■ **GIVEN PASSAGE**
While working these problems, you may wish to review the section on coffee cup and bomb calorimetry and the laws of thermochemistry.
Problem
When a 1.000 g sample of the rocket fuel hydrazine, N2H4, is burned in a bomb calorimeter which contains 1200 g of water, the temperature rises from 24.62°C to 28.16°C. If the C for the bomb is 840 J/°C, calculate
- qreaction for combustion of a one-gram sample
- qreaction for combustion of one mole of hydrazine in the bomb calorimeter
Solution
- For a bomb calorimeter, use this equation:
qreaction = -(qwater + qbomb)
qreaction = -(4.18 J / g·°C x mwater x Δt + C x Δt)
qreaction = -(4.18 J / g·°C x mwater + C)Δt
where q is heat flow, m is mass in grams, and Δt is the temperature change. Plugging in the values given in the problem:
qreaction = -(4.18 J / g·°C x 1200 g + 840 J/°C)(3.54°C)

■ **WRITTEN PROBLEM A**
Quote the calorimetry problem, starting at the words "While working these" and ending after "g + 840 J/°C)(3.54°C)".

■ **AVAILABLE RECORDS**
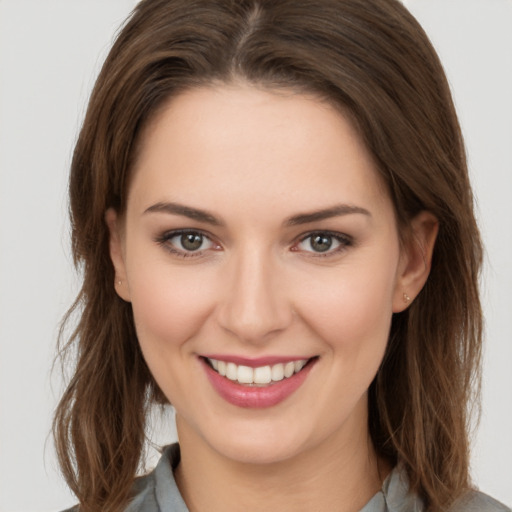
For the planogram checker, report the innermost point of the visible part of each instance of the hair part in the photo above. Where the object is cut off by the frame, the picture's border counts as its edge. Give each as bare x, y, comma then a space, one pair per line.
371, 59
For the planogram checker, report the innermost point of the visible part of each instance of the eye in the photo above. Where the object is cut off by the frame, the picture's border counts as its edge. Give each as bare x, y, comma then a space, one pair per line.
323, 243
187, 242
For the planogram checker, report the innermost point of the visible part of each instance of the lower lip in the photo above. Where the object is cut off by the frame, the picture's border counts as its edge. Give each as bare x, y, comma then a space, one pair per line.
256, 397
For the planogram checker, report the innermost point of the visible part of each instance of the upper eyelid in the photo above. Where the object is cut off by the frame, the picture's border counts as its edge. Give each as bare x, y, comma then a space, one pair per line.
167, 235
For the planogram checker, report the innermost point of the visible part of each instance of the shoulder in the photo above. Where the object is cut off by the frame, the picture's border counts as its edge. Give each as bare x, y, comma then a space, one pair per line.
475, 501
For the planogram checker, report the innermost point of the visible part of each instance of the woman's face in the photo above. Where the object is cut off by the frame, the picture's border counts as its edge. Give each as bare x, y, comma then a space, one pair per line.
258, 238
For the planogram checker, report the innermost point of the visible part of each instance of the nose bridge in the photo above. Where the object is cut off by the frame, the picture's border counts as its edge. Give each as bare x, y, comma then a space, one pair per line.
254, 304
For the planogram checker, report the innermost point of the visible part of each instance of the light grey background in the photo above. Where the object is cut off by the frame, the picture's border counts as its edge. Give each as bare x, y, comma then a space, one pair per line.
50, 52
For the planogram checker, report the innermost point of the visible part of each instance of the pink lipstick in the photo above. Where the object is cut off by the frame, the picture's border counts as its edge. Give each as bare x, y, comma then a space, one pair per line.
256, 396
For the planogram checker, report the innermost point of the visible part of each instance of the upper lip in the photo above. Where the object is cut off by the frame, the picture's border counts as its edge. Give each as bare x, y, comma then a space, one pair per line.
257, 361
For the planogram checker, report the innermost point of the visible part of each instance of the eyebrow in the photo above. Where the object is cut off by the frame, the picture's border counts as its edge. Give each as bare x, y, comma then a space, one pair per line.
327, 213
295, 220
185, 211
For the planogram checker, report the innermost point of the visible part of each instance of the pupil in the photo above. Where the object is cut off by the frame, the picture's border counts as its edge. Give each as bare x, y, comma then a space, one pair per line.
321, 243
191, 241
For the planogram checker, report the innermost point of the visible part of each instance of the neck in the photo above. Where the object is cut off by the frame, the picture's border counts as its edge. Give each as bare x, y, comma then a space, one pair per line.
338, 475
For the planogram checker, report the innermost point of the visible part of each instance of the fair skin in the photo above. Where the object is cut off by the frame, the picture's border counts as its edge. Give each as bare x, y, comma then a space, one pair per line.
256, 276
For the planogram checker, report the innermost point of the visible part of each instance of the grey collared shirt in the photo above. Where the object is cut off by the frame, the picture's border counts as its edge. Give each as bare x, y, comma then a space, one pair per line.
158, 492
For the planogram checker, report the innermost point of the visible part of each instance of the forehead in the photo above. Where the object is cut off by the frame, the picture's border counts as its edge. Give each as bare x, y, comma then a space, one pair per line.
238, 145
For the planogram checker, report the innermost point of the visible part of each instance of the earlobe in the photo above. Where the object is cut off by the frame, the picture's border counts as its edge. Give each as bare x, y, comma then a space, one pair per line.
117, 253
416, 260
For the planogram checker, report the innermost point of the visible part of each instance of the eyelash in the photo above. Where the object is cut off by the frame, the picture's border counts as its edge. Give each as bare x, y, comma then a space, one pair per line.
165, 238
343, 240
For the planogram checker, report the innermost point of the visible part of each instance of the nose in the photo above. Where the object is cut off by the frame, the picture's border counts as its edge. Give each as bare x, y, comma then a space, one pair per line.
254, 304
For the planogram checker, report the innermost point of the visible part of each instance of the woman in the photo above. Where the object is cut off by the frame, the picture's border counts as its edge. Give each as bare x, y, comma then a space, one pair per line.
271, 206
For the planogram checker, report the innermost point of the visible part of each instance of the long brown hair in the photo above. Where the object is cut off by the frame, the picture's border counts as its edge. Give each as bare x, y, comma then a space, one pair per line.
372, 59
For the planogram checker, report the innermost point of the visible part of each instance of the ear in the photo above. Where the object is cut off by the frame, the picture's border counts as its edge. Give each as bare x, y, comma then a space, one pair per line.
117, 254
415, 260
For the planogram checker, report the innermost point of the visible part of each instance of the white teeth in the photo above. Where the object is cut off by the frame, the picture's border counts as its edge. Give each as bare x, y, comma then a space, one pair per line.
245, 375
298, 365
261, 375
289, 369
277, 372
231, 371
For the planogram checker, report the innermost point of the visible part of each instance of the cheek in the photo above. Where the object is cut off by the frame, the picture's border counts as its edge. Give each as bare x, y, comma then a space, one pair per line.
169, 304
352, 309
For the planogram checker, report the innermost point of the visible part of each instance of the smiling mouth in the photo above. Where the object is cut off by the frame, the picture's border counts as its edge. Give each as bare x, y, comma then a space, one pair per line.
260, 376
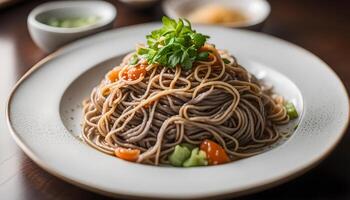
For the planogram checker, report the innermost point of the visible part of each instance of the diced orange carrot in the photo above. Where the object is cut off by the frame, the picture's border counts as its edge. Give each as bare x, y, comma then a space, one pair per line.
127, 153
215, 153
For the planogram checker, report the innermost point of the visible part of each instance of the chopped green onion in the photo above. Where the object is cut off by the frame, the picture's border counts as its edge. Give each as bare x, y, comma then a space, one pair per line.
291, 110
175, 44
197, 158
179, 155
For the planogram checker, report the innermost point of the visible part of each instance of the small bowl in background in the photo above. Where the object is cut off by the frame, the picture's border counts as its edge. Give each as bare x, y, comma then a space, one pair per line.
49, 38
140, 4
256, 11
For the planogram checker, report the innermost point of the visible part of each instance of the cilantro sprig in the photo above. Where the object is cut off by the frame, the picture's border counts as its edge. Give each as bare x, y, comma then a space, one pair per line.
176, 43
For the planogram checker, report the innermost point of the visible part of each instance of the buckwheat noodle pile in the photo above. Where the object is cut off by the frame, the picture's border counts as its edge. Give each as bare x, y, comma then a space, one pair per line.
217, 99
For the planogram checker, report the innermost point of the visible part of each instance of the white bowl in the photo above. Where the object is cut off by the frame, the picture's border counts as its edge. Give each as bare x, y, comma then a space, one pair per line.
49, 38
256, 10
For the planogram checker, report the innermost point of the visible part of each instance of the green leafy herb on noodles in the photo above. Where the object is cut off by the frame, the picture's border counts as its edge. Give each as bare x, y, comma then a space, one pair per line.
176, 43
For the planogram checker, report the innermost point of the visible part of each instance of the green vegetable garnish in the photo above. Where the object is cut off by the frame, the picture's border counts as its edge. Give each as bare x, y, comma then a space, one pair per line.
291, 110
198, 158
176, 43
226, 61
133, 60
179, 155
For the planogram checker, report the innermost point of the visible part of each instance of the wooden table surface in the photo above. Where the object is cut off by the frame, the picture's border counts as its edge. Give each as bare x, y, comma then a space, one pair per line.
321, 26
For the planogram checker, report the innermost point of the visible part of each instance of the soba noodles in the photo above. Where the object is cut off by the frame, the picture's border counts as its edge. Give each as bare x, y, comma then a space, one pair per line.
160, 107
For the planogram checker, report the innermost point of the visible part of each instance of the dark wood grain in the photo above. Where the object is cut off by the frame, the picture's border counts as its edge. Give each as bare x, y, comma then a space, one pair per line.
321, 26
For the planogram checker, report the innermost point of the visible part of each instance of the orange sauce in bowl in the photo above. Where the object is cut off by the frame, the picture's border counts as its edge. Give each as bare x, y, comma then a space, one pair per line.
217, 14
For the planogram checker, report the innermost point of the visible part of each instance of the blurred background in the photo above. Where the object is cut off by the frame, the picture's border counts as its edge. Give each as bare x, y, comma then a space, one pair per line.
320, 26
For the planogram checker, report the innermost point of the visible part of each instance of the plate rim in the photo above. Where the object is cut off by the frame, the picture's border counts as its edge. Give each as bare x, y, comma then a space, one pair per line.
270, 183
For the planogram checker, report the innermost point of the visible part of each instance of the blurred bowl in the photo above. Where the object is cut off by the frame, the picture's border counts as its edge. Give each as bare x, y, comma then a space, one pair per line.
256, 11
49, 38
140, 3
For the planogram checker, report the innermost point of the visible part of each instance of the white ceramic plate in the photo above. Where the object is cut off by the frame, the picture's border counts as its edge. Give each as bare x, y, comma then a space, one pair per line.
44, 117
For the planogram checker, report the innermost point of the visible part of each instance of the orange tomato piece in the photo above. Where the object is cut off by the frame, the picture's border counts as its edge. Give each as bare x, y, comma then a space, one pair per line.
127, 153
113, 75
215, 153
136, 72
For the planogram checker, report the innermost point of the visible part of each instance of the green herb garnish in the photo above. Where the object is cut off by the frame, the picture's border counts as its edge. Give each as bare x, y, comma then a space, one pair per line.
176, 43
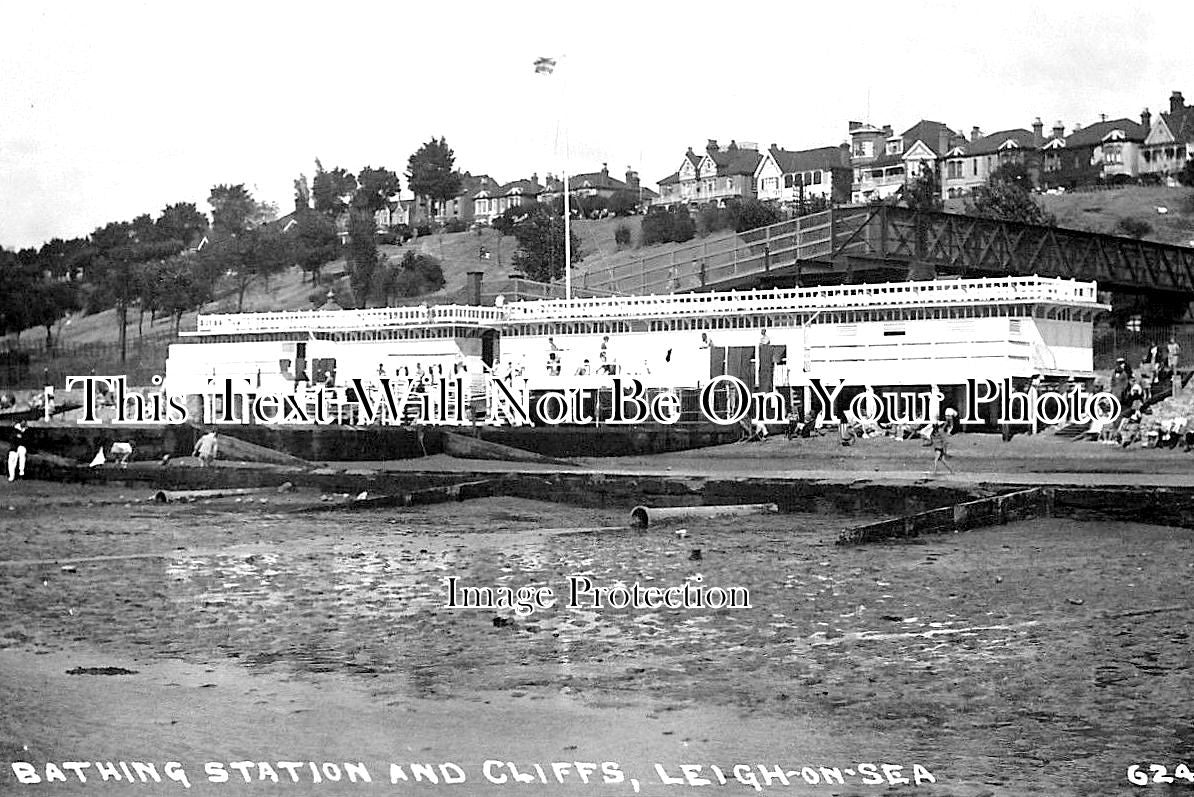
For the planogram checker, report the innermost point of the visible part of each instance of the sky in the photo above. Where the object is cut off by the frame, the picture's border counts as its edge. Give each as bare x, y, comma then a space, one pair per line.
110, 110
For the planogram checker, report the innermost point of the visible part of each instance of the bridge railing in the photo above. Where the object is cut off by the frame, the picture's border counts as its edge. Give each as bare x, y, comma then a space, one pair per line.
810, 300
346, 320
721, 260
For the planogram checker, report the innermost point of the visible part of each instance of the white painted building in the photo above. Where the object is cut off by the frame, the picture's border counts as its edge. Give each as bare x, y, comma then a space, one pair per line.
884, 335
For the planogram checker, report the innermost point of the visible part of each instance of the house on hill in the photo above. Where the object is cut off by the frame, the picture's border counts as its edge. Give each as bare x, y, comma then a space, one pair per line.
792, 178
1094, 154
491, 202
968, 164
721, 173
1170, 140
884, 161
598, 184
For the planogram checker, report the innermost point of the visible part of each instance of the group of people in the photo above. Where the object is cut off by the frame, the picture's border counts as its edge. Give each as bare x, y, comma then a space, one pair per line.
1158, 370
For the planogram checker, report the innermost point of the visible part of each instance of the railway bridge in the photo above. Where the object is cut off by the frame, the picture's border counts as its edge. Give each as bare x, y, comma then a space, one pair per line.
872, 243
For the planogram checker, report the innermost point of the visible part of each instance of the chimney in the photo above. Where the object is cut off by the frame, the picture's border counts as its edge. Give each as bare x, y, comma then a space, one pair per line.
473, 288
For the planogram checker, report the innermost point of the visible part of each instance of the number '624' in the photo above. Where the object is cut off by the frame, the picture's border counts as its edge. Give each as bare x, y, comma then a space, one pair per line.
1139, 774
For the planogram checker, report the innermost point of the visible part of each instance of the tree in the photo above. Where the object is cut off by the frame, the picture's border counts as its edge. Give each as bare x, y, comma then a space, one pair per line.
1007, 197
414, 276
317, 242
234, 210
430, 173
244, 245
540, 236
375, 189
362, 255
116, 266
180, 222
332, 191
180, 285
923, 192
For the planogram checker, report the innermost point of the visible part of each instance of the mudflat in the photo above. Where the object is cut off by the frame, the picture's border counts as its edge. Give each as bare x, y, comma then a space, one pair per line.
1038, 658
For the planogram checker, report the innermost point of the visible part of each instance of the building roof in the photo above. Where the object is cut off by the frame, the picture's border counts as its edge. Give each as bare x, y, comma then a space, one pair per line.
1181, 123
523, 187
1094, 135
929, 134
736, 160
991, 143
807, 160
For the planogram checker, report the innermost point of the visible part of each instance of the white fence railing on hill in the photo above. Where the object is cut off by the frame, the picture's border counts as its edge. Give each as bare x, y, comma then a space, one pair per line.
952, 292
385, 317
836, 297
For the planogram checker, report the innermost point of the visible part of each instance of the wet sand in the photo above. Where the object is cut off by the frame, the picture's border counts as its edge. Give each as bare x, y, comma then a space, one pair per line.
1036, 658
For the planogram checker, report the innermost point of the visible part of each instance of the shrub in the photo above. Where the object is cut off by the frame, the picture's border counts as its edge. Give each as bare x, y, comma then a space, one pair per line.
754, 214
666, 227
712, 218
1133, 227
1186, 177
657, 227
623, 203
417, 275
684, 228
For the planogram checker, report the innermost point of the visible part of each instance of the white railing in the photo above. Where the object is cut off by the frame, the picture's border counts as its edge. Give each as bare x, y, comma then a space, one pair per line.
387, 317
952, 292
868, 296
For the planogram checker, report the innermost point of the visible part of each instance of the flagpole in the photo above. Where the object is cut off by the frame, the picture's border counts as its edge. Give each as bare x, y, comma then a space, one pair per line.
547, 66
567, 223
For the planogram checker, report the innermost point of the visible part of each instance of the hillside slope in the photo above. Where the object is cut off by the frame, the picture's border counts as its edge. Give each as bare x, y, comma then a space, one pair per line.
1168, 211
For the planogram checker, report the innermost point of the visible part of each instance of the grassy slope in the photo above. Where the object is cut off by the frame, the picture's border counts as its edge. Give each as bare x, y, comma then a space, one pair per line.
1096, 211
1101, 211
288, 291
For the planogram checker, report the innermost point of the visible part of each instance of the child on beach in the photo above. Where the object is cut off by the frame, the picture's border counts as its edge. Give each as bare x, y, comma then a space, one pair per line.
940, 448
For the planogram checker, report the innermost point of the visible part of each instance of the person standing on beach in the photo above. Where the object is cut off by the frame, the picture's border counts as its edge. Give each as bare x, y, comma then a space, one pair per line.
207, 448
940, 448
18, 451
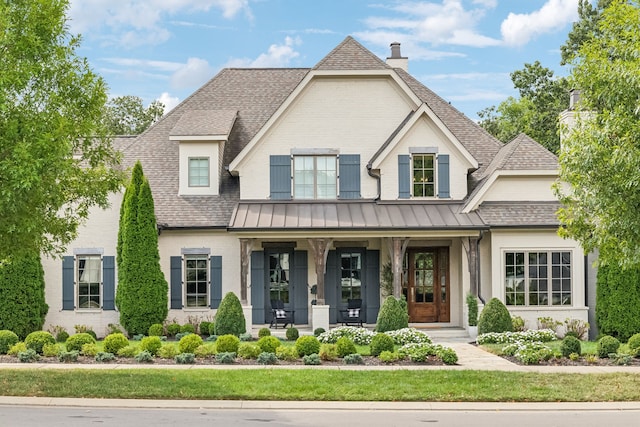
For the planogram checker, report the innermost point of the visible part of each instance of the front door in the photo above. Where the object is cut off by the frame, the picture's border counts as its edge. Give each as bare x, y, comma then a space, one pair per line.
426, 284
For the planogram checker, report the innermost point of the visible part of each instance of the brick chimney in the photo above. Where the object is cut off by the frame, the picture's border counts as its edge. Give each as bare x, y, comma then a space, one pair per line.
396, 60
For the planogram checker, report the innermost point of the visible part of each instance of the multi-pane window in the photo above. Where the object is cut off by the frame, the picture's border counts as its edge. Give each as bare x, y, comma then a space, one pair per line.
315, 177
89, 270
423, 170
538, 278
351, 273
196, 278
198, 172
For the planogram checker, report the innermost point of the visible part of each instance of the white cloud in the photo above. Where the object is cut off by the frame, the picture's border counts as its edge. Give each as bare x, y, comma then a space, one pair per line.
519, 29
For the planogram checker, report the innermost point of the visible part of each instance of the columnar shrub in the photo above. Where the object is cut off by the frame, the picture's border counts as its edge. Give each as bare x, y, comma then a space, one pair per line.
495, 318
22, 302
393, 315
229, 317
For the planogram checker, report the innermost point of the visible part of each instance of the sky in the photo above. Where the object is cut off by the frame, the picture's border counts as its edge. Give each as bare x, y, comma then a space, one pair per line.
464, 50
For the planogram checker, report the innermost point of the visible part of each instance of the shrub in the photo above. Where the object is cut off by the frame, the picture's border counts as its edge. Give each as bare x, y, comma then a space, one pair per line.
494, 318
144, 357
189, 343
173, 329
269, 344
248, 350
607, 345
185, 358
393, 315
7, 340
156, 330
292, 334
228, 344
151, 344
264, 332
353, 359
76, 341
311, 359
36, 340
306, 345
381, 342
345, 346
230, 318
570, 345
266, 358
103, 357
112, 343
68, 356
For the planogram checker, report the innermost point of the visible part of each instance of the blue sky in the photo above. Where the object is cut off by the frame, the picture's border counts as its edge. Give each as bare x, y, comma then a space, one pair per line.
464, 50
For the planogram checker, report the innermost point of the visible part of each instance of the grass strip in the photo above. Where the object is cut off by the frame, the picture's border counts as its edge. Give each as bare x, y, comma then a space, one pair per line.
322, 385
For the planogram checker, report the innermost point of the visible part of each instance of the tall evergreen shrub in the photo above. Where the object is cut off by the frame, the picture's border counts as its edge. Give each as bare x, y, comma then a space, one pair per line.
142, 293
22, 302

■ **WRITTEN PROBLEM B**
Show each line of the rows that contains the string "blurred". Case counts.

■ **FULL RESPONSE A**
While working these problems, you may wish to review the section on coffee cup and bomb calorimetry and the laws of thermochemistry.
Problem
When a 1.000 g sample of the rocket fuel hydrazine, N2H4, is burned in a bomb calorimeter which contains 1200 g of water, the temperature rises from 24.62°C to 28.16°C. If the C for the bomb is 840 J/°C, calculate
- qreaction for combustion of a one-gram sample
- qreaction for combustion of one mole of hydrazine in the bomb calorimeter
Solution
- For a bomb calorimeter, use this equation:
qreaction = -(qwater + qbomb)
qreaction = -(4.18 J / g·°C x mwater x Δt + C x Δt)
qreaction = -(4.18 J / g·°C x mwater + C)Δt
where q is heat flow, m is mass in grams, and Δt is the temperature change. Plugging in the values given in the problem:
qreaction = -(4.18 J / g·°C x 1200 g + 840 J/°C)(3.54°C)

■ **FULL RESPONSE B**
For the planogram checker, report the innermost point of the visible part of each instance of the blurred background in the photo above. Where the object is cut off by the frame, the picture's border counts as its edge. Give each as bare x, y, comma then a space, one pair per line.
For the planogram checker, report the innermost point of the visible part of each instance of the blurred bowl in the photo above. Where the object is cut off by the frame, the picture's border counts as its edge. Give each as bare x, y, comma then a space, one pair per line.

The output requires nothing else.